[STATED TASK] Reproduce the listing below verbatim.

(Records excerpted from a collection)
╭──
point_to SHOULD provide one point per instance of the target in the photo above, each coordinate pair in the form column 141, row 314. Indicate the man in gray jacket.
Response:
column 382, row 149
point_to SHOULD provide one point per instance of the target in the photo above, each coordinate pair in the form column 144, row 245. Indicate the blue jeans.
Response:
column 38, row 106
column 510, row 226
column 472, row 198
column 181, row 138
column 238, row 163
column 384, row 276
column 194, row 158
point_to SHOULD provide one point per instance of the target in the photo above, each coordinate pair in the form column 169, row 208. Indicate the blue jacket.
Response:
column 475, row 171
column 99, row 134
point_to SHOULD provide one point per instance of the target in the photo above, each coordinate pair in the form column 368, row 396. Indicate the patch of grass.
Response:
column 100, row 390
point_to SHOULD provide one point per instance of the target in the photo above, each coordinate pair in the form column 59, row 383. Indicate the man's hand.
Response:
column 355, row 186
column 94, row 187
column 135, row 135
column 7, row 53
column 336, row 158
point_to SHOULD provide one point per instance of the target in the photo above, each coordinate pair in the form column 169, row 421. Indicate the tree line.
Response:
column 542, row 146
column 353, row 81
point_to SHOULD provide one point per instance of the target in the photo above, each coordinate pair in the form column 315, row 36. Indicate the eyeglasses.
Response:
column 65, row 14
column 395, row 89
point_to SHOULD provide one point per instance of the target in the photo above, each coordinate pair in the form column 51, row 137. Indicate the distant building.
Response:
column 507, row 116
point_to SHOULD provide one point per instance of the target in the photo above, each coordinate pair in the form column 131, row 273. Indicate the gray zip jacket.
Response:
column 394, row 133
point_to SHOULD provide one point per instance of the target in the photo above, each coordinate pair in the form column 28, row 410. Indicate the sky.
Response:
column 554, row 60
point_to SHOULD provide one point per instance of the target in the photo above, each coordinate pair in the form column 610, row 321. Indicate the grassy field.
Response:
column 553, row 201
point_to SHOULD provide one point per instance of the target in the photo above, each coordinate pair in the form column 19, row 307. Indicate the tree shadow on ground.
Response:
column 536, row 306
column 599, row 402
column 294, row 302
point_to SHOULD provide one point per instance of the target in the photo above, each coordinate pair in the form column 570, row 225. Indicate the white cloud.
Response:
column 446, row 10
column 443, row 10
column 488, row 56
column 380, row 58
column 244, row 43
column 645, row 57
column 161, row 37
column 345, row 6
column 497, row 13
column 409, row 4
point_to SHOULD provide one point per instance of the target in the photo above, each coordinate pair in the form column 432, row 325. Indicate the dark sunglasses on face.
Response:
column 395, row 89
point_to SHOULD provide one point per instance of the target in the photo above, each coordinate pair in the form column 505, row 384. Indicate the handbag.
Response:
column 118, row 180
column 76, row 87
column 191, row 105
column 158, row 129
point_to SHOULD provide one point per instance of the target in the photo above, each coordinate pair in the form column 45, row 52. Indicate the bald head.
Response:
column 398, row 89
╰──
[TASK SOLUTION]
point_to SHOULD provide one point per instance of the target in the photo above, each coordinate pair in the form column 141, row 314. Indicate the man in gray jacket.
Response:
column 382, row 149
point_to SHOULD provide one point per instance of the target in the photo above, each coordinate pair in the form column 144, row 245. Indicate the blue jeans.
Response:
column 38, row 106
column 510, row 226
column 472, row 198
column 181, row 138
column 238, row 163
column 384, row 276
column 194, row 158
point_to SHOULD provide one point per instance of the target in the photo above, each coordinate pair in the form column 169, row 208. Indicate the blue jacket.
Response:
column 475, row 171
column 99, row 134
point_to SHOULD provide one point per instance of the target in the photo above, each coordinate pair in the form column 368, row 396. Indicate the patch of grass.
Response:
column 100, row 390
point_to SHOULD provide one point per instance of the target in the photo above, each coordinate pair in the form column 59, row 383. Indicate the man's hand.
Response:
column 355, row 186
column 94, row 187
column 135, row 135
column 7, row 53
column 336, row 158
point_to SHOULD provide one point per instance of the target in the photo above, each coordinate pair in the form column 169, row 421. Indicate the tree line.
Response:
column 542, row 146
column 353, row 81
point_to SHOULD provide one point per instance of the target in the photo above, each coordinate pair in the form column 315, row 36. Indicate the eyeglasses.
Response:
column 65, row 14
column 395, row 89
point_to SHOULD provide one point per instance of the target in the photo above, each coordinate pair in the form column 51, row 137. Indicate the distant building.
Response:
column 507, row 116
point_to SHOULD provide one point per instance of the target in the photo above, each coordinate pair in the form column 131, row 273. Indicate the gray zip jacket.
Response:
column 394, row 133
point_to SHOULD provide one point per instance of the target in the photo above, each coordinate pair in the form column 28, row 410. Indicate the sky.
Response:
column 554, row 60
point_to SHOULD provide one point per instance of the target in the photo above, each coordinate pair in the form column 610, row 321. Indicate the grassy field.
Response:
column 553, row 201
point_to SHOULD provide one point per instance of the target in the photo above, each coordinate pair in the form column 19, row 307. Indicate the tree shadow on ground.
Response:
column 536, row 306
column 599, row 402
column 294, row 302
point_to SHOULD provide one point per instance of the target in the photo above, each coordinate pair in the form column 570, row 225. Indicate the white cloud.
Response:
column 446, row 10
column 443, row 10
column 488, row 56
column 380, row 58
column 244, row 43
column 645, row 57
column 161, row 37
column 345, row 6
column 497, row 13
column 409, row 4
point_to SHOULD provide one point per instance of the target in the photo above, each coordinate pair in the form column 432, row 325. Indicate the dark sunglasses on face.
Response:
column 395, row 89
point_to SHOULD provide one point per instance of the target in the photo above, each coordinate pair in the form column 505, row 384. Indicate the handbag.
Response:
column 118, row 180
column 76, row 87
column 191, row 105
column 158, row 129
point_to SHOULD provide one point per instance of the target in the photo above, each coordinate pair in the form column 45, row 52. Indicate the bald head.
Response:
column 398, row 89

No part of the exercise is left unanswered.